== Kutipan Terpilih ==

Minggu, 06 Oktober 2013

Sejarah Pura Saraswati



LAPORAN PENELITIAN
“PURA SARASWATI”
di
SEKOLAH TINGGI AGAMA HINDU NEGERI GDE PUDJA MATARAM

Oleh
Nama               :Ni Luh Putu Juwita Dewi Novianti
NIM                : 111 111 09
Semester         : IIIA (pagi)
Jurusan         : Pendidikan Agama Hindu


KEMENTERIAN AGAMA
SEKOLAH TINGGI AGAMA HINDU NEGERI GDE PUDJA MATARAM 2012
SEJARAH PURA SARASWATI

Sejarah berdirinya pura Saraswati yang berdiri kokoh di areal kampus STAHN Gde Pudja Mataram saat ini, tidak dapat dipisahkan dari berdirinya PGAH Mataram (sebelum menjadi STAH). Adapun PGAH di negerikan pada tahun 1968 oleh bapak menteri agama pada saat itu. Dari sejak dinegerikan sampai pada tahun 1975 kegiatan belajar mengajar dilaksanakan dengan berpindah-pindah, kadang-kadang di SDN 1 Mataram dan kadang di SMP 2 Mataram yang bertoleransi meminjamkan gedungnya. Tahun anggaran 1974/1975 PGAHN Mataram mendapat kucuran dana untuk memulai proyek pembangunan. Langkah awal yang diambil adalah membeli tanah dan dilanjutkan dengan membangun ruang kelas. Dan atas usaha dan kerja keras Dirjen Bimas Hindu-Budha yaitu bapak Gde Pudja maka pemilik tanah yang ada disekitar pura Pancaka rela melepas tanahnya untuk ganti rugi seharga Rp 31.000 are (Rp 310 per meter persegi) dengan janji bahwa pembelian tanah tersebut digunakan untuk kepentingan umat hindu. Dan diatas tanah tersebut dibangun gedung PGAH Negeri (sekarang menjadi STHN Gde Pudja Mataram), secara bertahap melalui proyek PGAH Mataram yang sampai saat ini masih tetap berdiri dengan utuh yang terdiri dari :
a.       Gedung/Ruang kelas
b.      Ruang Aula
c.       Rumah dinas Asrama
(pedoman pendidikan STAHN Gde Pudja Mataram, 2003:1)

===

- [Instruksi] Tolong salin tanpa perubahan bagian teks sejarah Pura Saraswati di atas, dari "LAPORAN PENELITIAN" sampai "Semester         : IIIA (pagi)", kedua ujungnya ikut disalin.

== Data yang Diberikan ==

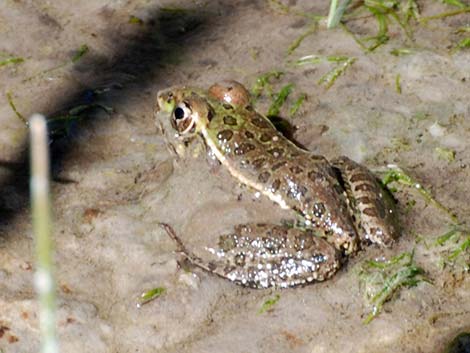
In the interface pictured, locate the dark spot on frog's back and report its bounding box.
[349,173,369,183]
[268,147,284,158]
[251,114,271,129]
[258,172,271,183]
[234,142,256,156]
[307,169,325,183]
[271,179,281,192]
[289,165,303,174]
[217,130,233,142]
[271,161,287,172]
[259,131,274,142]
[251,158,266,170]
[354,183,374,192]
[224,115,237,126]
[362,207,377,217]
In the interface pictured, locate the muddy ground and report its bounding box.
[0,0,470,353]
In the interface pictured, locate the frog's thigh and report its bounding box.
[332,157,399,246]
[211,224,340,288]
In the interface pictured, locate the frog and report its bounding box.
[154,80,400,288]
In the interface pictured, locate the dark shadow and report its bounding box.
[0,7,216,237]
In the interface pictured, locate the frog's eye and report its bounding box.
[173,107,184,120]
[173,102,191,120]
[172,102,194,134]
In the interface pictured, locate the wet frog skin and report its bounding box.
[155,81,399,288]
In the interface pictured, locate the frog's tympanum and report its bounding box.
[156,81,399,288]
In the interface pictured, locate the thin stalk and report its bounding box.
[29,114,59,353]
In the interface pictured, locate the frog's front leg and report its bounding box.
[331,157,399,246]
[162,224,340,288]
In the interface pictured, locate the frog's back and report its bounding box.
[207,105,357,253]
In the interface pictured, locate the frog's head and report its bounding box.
[155,87,212,137]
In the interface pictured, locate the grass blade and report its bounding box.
[29,114,59,353]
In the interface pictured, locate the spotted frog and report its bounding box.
[155,81,399,288]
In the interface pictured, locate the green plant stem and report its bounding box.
[29,114,58,353]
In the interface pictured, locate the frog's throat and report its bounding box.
[195,121,289,209]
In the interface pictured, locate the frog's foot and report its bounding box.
[162,224,341,288]
[331,157,399,246]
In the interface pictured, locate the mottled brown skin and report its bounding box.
[156,81,398,288]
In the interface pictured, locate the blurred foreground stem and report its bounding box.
[29,114,58,353]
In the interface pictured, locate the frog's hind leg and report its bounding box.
[331,157,399,246]
[162,224,341,288]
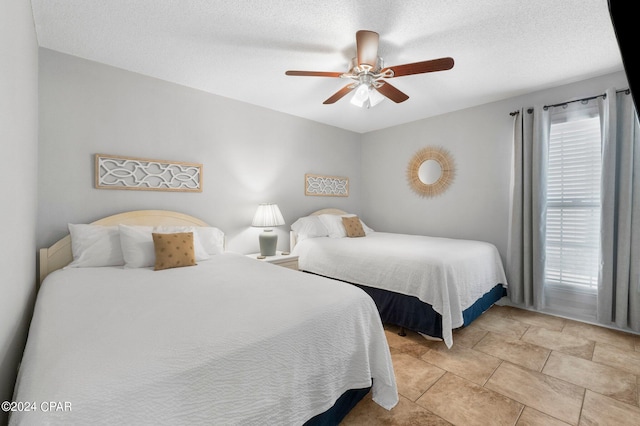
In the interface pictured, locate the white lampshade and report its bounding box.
[251,203,284,228]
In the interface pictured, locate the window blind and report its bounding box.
[545,115,602,292]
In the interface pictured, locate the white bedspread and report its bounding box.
[293,232,507,347]
[10,254,398,425]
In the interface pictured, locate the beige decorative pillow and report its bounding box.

===

- [Penyelesaian Masalah]
LAPORAN PENELITIAN
“PURA SARASWATI”
di
SEKOLAH TINGGI AGAMA HINDU NEGERI GDE PUDJA MATARAM

Oleh
Nama               :Ni Luh Putu Juwita Dewi Novianti
NIM                : 111 111 09
Semester         : IIIA (pagi)